• **TEXTO EXTRAÍDO**:
El Lecturista
Sobre: “Prohibido morir aquí”, de Elizabeth Taylor
Por Viviana García Arribas
NOMBRE PROPIO
Busco Elizabeth Taylor en Google y aparece una larga lista de entradas, todas referidas a una bella actriz de ojos color violeta, estrella de Hollywood desde los ‘40 -cuya tormentosa pareja con Richard Burton la hizo aun más famosa- fallecida en 2011. Nada más. Necesito forzar la búsqueda y agregar la palabra “escritora”, para encontrar a esta otra Elizabeth, a quien hemos descubierto tardíamente. Esta narradora publicó doce novelas, cuatro volúmenes de cuentos y un libro para jóvenes. Fue reconocida con el Whitebread-Prize recién en 1976, cuando se conoció “Blaming” -su último trabajo- en forma póstuma. El premio fue recibido por su esposo, Kendall Taylor.
Nacida como Dorothy Betty Coles, detestaba su primer nombre y decidió cambiarlo por Elizabeth. Le bastó casarse para que, del original, no sobreviviera ni el apellido, y pasó a llamarse Taylor, como su marido. Extraño encadenamiento de circunstancias para igualar su nombre con el de otra. Cuentan que era sumamente discreta, disfrutaba de la vida retirada y decía que los argumentos se le ocurrían mientras planchaba. Estaba muy lejos de la forma de vida de su tocaya. Además, odiaba que la confundieran con la actriz. Pese a haber tenido en su momento una gran cantidad de lectores, nunca fue una escritora famosa y, recién en 2012 -en oportunidad del centenario de su nacimiento-, fueron reeditados algunos de sus textos. A partir de entonces se la revalorizó y, en la actualidad, es considerada una de las mejores escritoras inglesas del Siglo XX.
FRAGMENTOS DE VIDA
La novela, conocida en nuestro país el año pasado como “Prohibido morir aquí”, fue publicada en Gran Bretaña en 1971, bajo el nombre de “Mrs. Palfrey at the Claremont”. Una vez más, parece interminable la cadena de sustituciones pero, en verdad, el título que se le ha dado localmente contiene un misterioso atractivo y condensa uno de los temores manifiestos de la protagonista. En ese micromundo, morir es casi un acto de mal gusto.

• **FILAS DEL LISTADO**:
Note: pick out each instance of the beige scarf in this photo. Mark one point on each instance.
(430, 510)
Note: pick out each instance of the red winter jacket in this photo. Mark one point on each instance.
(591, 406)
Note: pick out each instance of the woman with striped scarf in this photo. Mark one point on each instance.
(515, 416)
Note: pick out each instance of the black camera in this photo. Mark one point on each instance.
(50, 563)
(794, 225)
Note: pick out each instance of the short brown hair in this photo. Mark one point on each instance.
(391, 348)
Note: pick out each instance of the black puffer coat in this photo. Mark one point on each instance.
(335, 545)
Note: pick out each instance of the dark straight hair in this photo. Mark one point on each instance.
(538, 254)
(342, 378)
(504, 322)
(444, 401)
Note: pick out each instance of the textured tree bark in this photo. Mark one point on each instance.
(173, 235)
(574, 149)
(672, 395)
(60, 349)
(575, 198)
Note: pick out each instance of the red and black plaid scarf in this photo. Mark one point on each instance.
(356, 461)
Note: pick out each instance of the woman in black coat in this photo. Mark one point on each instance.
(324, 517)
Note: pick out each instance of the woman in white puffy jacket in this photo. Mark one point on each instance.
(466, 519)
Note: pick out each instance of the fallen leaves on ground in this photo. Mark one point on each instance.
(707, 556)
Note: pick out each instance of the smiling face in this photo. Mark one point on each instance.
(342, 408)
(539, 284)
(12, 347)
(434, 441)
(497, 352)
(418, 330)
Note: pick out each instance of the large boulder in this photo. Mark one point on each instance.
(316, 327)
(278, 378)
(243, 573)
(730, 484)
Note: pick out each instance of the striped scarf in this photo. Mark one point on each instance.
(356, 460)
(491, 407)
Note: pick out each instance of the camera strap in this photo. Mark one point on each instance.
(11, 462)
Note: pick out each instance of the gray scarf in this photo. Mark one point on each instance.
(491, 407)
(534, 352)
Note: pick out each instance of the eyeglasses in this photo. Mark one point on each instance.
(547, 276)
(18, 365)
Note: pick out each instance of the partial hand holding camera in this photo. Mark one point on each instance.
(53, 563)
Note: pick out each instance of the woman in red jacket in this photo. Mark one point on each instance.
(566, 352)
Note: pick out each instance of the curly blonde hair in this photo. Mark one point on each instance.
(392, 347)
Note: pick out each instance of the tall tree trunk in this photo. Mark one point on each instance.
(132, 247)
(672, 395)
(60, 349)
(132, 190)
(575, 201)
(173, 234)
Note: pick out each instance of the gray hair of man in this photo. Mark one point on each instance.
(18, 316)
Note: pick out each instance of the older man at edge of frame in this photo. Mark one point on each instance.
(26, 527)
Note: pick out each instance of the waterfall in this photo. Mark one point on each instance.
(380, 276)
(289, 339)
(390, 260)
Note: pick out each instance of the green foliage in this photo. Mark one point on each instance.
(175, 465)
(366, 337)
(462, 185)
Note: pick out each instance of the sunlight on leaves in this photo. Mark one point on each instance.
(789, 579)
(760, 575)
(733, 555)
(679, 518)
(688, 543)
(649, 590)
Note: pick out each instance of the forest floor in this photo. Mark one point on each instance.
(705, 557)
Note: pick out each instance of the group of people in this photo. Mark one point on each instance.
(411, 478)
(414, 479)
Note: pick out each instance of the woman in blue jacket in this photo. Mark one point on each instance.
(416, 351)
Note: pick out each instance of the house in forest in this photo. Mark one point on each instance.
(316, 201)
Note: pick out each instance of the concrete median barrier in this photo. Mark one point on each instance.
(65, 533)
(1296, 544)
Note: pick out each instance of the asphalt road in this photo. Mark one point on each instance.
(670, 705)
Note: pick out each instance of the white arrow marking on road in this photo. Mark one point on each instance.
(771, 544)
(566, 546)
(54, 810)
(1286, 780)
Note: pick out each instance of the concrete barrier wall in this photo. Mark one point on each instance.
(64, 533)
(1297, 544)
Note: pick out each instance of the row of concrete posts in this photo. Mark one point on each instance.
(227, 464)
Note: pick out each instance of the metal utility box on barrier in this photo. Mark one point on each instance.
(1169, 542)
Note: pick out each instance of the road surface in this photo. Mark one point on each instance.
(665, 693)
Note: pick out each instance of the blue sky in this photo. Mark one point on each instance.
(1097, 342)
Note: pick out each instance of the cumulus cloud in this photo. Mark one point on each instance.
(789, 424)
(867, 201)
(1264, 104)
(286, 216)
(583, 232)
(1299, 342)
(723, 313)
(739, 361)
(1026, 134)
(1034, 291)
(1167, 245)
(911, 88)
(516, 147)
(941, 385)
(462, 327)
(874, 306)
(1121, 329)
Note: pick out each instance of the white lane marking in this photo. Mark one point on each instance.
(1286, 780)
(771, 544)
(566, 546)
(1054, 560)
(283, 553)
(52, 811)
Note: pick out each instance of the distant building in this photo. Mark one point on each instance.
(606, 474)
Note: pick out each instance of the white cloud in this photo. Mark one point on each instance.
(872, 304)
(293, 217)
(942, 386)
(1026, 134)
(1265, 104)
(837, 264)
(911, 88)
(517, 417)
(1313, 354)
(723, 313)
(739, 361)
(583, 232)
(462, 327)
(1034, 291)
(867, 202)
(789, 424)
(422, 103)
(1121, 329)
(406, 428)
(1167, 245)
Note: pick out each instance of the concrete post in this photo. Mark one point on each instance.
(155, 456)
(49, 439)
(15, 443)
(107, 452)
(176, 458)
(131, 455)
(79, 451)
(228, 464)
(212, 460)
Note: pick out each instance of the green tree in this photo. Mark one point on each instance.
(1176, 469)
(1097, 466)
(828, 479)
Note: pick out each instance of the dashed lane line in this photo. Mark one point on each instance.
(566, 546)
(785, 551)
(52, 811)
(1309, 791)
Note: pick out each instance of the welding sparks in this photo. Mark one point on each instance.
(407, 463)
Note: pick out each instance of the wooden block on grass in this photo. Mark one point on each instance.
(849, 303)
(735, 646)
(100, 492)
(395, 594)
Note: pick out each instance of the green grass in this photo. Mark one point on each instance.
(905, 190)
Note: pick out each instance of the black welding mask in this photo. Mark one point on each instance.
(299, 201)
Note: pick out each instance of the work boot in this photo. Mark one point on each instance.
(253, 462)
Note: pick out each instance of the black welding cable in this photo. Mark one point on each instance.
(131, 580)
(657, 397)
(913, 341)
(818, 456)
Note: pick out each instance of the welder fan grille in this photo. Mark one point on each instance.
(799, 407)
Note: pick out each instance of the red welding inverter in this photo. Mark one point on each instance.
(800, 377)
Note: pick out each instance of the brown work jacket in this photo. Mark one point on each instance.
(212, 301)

• **ENUNCIADO A**:
Según la reseña de «Prohibido morir aquí», ¿con qué título se publicó la novela en Gran Bretaña en 1971?
• **ENUNCIADO B**:
Prolonga la reseña de «Prohibido morir aquí» a partir de su última oración.
El listado no guarda ninguna relación con la reseña de «Prohibido morir aquí».

• **RESPUESTA FINAL A**:
Con el título «Mrs. Palfrey at the Claremont».

• **RESPUESTA FINAL B**:
La Sra. Palfrey se muda al Hotel Claremont, en Londres, con la idea de transformar su vida solitaria junto a otros ancianos. Ya nadie parece necesitarla demasiado: su marido -compañero durante muchos años- ha muerto. Su hija está casada y pendiente de sus propias obligaciones sociales. Ella misma ya no puede cuidar su casa como lo hacía cuando era joven. Su nieto estudia en Londres y ha prometido visitarla seguido, pero jamás cumple su promesa. “A veces, cuando estaba recién casada, anhelaba liberarme… liberarme de la crianza de mi hija, liberarme de las obligaciones sociales, liberarme de mis deberes, ¿entiendes? Y liberarme también de las preocupaciones que ocasionan los seres queridos (…) Pero en realidad no deberíamos desear eso, porque con el tiempo descubrí que solo podemos ser libres cuando nadie nos necesite” (1).
Poco se sabe de su vida antes de llegar al hotel, de los motivos de su hija para comportarse en forma tan distante o del abandono de su nieto. La autora, deliberadamente, escamotea estos datos. Hace un recorte y se enfoca en la descripción minuciosa de esa nueva vida y del conocimiento que, poco a poco, entabla con sus compañeros y compañeras. Igual que Ludo -un joven escritor que la Sra. Palfrey conoce por accidente-, Taylor parece observar “los pies que pasaban por la vereda (…) tratando de imaginar el resto de esos cuerpos que no podía ver” (1). Se detiene en los detalles del presente y, a través de ellos, vislumbra -apenas- el sesgo de un pasado que ya no cuenta, aunque ejerce su peso en cada movimiento de la protagonista. Ese pasado es el de las personas que no están -por muerte o abandono-, los objetos, las pertenencias y, aun, el prestigio.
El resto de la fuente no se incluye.